### Data to process
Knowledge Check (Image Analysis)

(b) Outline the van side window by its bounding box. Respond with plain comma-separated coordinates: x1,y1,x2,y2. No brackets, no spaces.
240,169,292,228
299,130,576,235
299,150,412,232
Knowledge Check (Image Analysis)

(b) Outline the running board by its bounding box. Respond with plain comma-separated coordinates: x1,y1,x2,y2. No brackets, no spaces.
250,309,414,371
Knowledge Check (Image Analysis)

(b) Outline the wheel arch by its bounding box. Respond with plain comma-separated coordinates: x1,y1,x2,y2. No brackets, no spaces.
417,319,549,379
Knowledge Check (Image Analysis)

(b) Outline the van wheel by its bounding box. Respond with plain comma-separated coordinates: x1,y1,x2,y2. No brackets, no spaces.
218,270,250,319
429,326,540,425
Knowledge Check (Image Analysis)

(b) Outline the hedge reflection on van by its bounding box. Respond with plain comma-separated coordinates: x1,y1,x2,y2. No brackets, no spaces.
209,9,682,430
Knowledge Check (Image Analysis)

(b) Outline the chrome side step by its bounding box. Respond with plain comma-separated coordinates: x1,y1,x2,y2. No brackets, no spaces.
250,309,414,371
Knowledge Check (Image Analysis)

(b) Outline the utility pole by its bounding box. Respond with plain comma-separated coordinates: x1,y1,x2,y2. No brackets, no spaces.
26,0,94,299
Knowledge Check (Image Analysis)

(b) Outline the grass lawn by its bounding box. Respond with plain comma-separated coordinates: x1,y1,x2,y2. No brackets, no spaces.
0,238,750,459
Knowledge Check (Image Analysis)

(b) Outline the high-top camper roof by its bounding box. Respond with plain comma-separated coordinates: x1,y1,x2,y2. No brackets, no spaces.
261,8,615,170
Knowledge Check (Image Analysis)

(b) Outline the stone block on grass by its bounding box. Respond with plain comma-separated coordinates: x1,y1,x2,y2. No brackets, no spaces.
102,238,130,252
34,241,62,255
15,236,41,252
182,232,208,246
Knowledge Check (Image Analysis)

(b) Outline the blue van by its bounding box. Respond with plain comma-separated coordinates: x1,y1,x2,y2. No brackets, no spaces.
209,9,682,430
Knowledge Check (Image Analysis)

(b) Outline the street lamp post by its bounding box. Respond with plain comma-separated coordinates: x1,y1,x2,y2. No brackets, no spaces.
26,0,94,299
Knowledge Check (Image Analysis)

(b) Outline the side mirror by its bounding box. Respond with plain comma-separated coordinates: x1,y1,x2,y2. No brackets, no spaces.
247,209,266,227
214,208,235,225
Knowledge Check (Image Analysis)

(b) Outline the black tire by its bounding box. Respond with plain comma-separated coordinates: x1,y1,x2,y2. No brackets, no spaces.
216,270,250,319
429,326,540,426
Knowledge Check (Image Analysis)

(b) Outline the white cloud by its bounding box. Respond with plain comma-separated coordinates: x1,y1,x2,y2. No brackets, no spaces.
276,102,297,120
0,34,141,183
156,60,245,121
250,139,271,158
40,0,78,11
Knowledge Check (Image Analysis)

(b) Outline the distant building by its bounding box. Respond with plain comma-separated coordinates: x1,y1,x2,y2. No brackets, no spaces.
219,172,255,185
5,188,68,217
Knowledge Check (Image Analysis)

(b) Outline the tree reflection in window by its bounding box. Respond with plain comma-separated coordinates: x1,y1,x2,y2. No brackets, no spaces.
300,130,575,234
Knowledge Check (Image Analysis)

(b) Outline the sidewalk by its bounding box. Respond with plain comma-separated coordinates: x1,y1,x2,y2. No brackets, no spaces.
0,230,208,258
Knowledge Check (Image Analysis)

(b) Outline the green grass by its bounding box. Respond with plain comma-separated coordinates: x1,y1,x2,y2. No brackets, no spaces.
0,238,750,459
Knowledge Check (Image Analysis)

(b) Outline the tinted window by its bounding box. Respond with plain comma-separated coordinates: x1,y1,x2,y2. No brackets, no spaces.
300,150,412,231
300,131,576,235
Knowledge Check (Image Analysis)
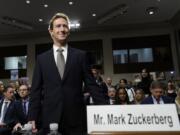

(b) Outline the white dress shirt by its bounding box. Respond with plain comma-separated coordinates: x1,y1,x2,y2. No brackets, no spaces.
53,44,68,64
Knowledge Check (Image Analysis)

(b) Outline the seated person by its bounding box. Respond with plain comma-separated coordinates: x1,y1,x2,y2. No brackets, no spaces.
175,88,180,120
134,88,145,104
142,81,173,104
116,79,135,102
14,84,29,131
115,88,132,105
0,86,17,135
166,80,177,101
108,87,116,105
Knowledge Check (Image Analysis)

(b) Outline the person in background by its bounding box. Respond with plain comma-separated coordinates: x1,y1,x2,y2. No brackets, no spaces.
0,86,17,135
134,88,145,104
9,81,20,100
115,87,132,105
142,81,174,104
137,68,153,97
166,80,177,101
108,87,116,105
0,81,4,100
116,79,135,102
13,84,30,131
106,77,114,89
175,88,180,121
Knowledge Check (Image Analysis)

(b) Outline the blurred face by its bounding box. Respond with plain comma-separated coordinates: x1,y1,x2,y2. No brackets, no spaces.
141,69,148,78
91,69,98,78
135,90,144,101
119,80,126,88
4,88,14,100
151,88,163,99
106,78,112,85
49,18,69,43
19,85,29,98
0,84,4,92
168,82,175,90
118,89,127,101
108,88,116,98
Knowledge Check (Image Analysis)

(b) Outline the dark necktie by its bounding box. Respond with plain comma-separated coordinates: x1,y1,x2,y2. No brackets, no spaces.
2,102,8,122
57,48,65,78
23,101,27,115
156,99,160,104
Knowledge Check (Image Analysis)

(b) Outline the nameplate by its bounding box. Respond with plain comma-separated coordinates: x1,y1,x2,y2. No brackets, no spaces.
87,104,180,133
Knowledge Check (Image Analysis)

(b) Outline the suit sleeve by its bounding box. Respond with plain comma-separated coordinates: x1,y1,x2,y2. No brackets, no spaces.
82,53,108,104
28,58,43,121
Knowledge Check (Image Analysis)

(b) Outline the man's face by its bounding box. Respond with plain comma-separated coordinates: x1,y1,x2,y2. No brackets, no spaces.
4,88,14,100
151,88,163,99
49,18,69,43
141,70,148,78
19,85,29,98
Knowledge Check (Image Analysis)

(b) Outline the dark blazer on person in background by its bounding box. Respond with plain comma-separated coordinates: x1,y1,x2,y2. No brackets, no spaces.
0,99,17,135
141,96,174,104
29,46,108,132
16,100,28,125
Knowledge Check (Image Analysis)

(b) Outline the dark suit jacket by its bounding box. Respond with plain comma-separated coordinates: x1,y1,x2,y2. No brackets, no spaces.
141,96,174,104
29,47,108,130
0,99,17,128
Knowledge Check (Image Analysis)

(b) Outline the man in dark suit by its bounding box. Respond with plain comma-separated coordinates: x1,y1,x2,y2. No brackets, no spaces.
141,81,174,104
29,13,108,135
0,86,17,135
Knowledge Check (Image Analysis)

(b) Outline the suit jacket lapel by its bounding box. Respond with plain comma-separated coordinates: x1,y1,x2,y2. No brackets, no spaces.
62,46,74,81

### Task to carry out
Which lines in the records above contain the string "white"? Filter them out and copy each one in full, with case counting in the match.

### Task output
(b) Outline the white cloud by its bounding box. Respond with plain comma-separated coordinates: x1,y1,x2,y2. No brackets, no spaces.
(b) Outline the white dress shirt by its bounding box. Respond with plain comma-separated coordinates: x1,y1,x2,y2. No brackets, no spaces.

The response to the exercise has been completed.